- _Passage shown_:
• • •

Tourtellot v. Harza Architects, Engineers and Construction Managers

Decision Date23 October 2008
Docket Number504423
Citation2008 NY Slip Op 08055,866 N.Y.S.2d 793,55 A.D.3d 1096
PartiesRICHARD TOURTELLOT, Plaintiff, v. HARZA ARCHITECTS, ENGINEERS AND CONSTRUCTION MANAGERS et al., Defendants, and DANIEL WOODHEAD COMPANY et al., Defendants and Third-Party Plaintiffs-Appellants. KENALL MANUFACTURING COMPANY, Third-Party Defendant-Respondent.
CourtNew York Supreme Court — Appellate Division

Appeal from an order of the Supreme Court (Reilly, Jr., J.), entered March 10, 2008 in Schenectady County, which, among other things, granted third-party defendant's motion to dismiss the third-party complaint.

Carpinello, J.

At all times relevant to this action, third-party defendant, Kenall Manufacturing Company, provided portable magnetic light fixtures to defendant Daniel Woodhead Company and/or defendant Woodhead L.P. (hereafter collectively referred to as Woodhead) pursuant to a private label purchasing agreement. The agreement contained a warranty clause pursuant to which Kenall warranted that all goods purchased would be free from defects and an indemnification clause whereby Kenall agreed to defend and indemnify Woodhead in the event one of these light fixtures caused personal injury to a third party. The agreement also contained the following forum selection clause: "JURISDICTION: Venue over any dispute arising under or in connection with this Purchase Order shall reside exclusively in the state and federal courts located in the Counties of Boone and Cook, in the state of Illinois, and Purchaser and Seller consent to the personal jurisdiction of such courts."

After being struck in the head by one of Kenall's falling light fixtures, plaintiff commenced this action against, among other entities, Woodhead sounding in negligence, strict products liability and breach of warranty. When Kenall refused to defend and indemnify Woodhead in plaintiff's action, Woodhead commenced a third-party action against Kenall seeking contribution and/or common-law as well as contractual indemnification based on allegations of negligence and breach of contract. Kenall thereafter successfully moved to amend its answer to assert an affirmative defense based on the forum selection clause and won dismissal of the third-party complaint based on this defense. Woodhead now appeals.

• • •

- _Stored rows_:

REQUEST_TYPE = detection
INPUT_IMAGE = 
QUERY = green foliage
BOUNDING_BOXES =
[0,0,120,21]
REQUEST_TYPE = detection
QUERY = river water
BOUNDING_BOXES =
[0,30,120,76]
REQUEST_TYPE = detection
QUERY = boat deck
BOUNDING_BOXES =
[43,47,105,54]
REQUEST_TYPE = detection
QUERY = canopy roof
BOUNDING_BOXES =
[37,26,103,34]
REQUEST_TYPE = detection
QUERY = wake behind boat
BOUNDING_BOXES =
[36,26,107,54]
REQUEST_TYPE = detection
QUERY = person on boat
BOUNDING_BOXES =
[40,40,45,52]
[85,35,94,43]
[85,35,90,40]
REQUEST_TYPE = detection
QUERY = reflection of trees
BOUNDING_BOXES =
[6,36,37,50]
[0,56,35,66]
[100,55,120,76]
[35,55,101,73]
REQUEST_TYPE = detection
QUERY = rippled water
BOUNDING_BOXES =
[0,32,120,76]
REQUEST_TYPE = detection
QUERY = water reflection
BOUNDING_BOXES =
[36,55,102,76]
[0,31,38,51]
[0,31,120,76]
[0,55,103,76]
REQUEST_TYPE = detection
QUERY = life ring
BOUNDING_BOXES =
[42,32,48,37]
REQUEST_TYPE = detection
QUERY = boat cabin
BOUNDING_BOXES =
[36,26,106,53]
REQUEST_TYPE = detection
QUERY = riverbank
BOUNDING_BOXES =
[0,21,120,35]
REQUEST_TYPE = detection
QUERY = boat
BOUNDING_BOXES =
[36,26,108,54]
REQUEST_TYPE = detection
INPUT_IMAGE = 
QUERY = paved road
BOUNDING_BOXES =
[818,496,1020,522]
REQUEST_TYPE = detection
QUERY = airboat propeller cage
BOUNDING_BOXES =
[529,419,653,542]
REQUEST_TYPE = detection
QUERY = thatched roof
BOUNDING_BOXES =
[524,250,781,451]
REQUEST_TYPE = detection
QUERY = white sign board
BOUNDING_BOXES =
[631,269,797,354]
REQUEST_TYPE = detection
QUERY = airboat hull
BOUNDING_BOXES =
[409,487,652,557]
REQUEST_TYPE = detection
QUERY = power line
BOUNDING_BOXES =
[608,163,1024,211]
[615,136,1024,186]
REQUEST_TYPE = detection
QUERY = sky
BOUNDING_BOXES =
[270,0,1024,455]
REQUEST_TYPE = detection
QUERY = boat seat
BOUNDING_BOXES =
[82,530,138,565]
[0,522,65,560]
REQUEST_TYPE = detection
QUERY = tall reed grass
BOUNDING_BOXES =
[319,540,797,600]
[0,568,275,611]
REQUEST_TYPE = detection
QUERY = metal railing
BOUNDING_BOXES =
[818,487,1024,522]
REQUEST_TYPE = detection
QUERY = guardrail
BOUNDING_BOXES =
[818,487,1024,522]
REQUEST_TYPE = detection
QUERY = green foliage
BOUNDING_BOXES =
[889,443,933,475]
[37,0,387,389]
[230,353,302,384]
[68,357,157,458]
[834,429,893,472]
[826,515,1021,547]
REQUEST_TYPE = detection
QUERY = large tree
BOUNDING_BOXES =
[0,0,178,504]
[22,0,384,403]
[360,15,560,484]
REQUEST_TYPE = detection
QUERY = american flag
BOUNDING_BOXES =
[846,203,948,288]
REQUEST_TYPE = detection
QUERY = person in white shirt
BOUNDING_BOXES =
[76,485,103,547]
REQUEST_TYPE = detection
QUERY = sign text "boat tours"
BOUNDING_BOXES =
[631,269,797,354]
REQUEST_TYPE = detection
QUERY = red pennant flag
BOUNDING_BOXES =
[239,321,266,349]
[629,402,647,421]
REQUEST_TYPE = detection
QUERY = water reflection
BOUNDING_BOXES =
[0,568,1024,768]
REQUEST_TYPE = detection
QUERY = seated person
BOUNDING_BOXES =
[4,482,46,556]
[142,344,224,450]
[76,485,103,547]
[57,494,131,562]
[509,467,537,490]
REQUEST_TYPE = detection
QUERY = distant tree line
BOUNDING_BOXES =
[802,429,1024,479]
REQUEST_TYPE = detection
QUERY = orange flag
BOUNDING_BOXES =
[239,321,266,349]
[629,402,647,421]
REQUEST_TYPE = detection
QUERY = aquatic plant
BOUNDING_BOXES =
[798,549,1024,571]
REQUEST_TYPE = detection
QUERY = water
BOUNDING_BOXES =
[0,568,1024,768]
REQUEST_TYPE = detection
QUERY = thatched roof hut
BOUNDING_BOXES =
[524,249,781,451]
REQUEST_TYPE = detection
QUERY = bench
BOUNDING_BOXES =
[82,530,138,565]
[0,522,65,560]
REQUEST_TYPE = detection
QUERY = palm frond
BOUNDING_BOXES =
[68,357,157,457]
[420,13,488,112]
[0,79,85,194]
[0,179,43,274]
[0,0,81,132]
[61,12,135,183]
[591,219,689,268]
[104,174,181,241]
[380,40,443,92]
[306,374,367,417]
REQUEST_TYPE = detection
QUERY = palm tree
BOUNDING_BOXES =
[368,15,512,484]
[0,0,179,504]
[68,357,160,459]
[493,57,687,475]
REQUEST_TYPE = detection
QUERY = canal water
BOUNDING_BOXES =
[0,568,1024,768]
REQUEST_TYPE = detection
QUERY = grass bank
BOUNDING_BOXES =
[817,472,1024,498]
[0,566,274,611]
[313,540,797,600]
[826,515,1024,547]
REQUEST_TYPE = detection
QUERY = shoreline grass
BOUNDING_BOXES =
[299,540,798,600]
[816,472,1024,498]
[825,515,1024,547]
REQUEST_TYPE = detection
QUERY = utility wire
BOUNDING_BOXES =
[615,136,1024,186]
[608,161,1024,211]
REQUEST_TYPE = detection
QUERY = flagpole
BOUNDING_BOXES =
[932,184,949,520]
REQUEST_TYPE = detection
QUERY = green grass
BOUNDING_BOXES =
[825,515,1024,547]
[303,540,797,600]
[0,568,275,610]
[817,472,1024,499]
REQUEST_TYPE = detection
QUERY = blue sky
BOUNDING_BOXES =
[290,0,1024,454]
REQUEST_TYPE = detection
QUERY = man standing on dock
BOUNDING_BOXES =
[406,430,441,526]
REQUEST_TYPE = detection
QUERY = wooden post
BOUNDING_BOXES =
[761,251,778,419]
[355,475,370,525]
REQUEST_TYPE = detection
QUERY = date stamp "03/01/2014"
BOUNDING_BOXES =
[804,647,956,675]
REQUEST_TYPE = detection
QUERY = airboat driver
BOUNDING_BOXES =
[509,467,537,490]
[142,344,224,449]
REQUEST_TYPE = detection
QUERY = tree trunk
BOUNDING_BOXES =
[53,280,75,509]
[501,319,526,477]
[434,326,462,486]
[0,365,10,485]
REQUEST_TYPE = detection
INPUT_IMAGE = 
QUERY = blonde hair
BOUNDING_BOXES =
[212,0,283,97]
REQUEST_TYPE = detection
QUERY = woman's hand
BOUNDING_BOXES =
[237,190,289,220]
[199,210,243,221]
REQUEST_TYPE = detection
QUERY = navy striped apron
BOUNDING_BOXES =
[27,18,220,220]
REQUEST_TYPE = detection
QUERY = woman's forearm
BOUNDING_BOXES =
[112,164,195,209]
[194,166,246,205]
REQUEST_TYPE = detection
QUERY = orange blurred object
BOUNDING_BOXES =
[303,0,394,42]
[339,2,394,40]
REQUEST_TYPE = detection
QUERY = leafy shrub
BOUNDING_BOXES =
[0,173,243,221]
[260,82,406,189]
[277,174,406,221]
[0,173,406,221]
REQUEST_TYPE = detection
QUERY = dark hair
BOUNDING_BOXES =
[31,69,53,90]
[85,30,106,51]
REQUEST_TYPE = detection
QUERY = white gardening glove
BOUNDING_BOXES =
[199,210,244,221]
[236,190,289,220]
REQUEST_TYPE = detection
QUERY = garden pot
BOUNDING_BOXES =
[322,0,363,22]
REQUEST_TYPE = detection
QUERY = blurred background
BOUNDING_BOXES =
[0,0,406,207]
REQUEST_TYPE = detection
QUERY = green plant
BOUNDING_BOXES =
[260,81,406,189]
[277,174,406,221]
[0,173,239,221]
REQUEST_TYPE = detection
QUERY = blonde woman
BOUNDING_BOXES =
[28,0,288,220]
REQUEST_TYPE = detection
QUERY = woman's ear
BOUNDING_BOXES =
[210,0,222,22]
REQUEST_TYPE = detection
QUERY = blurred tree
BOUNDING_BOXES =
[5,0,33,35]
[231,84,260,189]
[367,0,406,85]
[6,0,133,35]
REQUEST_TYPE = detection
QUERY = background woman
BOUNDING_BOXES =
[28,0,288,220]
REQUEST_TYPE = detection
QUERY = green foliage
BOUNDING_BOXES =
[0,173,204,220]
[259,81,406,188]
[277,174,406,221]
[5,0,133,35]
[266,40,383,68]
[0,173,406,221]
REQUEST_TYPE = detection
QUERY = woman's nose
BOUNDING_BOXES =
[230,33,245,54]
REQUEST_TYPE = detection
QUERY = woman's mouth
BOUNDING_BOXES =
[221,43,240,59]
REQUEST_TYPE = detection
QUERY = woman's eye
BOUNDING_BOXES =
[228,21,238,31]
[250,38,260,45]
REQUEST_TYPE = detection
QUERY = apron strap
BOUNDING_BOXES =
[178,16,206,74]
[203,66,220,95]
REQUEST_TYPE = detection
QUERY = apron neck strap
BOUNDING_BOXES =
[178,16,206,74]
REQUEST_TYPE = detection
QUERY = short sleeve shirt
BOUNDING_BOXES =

• • •

- _Tasks to perform_:
1: List every legal theory on which the plaintiff, according to the court decision, brought his action against Woodhead.
2: Write out the part of the court decision that opens with the words containing "Decision Date23 October" and closes with "COMPANY, Third-Party Defendant-Respondent.".
The records above come from a source separate from the court decision.

- _Outputs for the tasks_:
1:
- Negligence
- Strict products liability
- Breach of warranty

2:
Decision Date23 October 2008
Docket Number504423
Citation2008 NY Slip Op 08055,866 N.Y.S.2d 793,55 A.D.3d 1096
PartiesRICHARD TOURTELLOT, Plaintiff, v. HARZA ARCHITECTS, ENGINEERS AND CONSTRUCTION MANAGERS et al., Defendants, and DANIEL WOODHEAD COMPANY et al., Defendants and Third-Party Plaintiffs-Appellants. KENALL MANUFACTURING COMPANY, Third-Party Defendant-Respondent.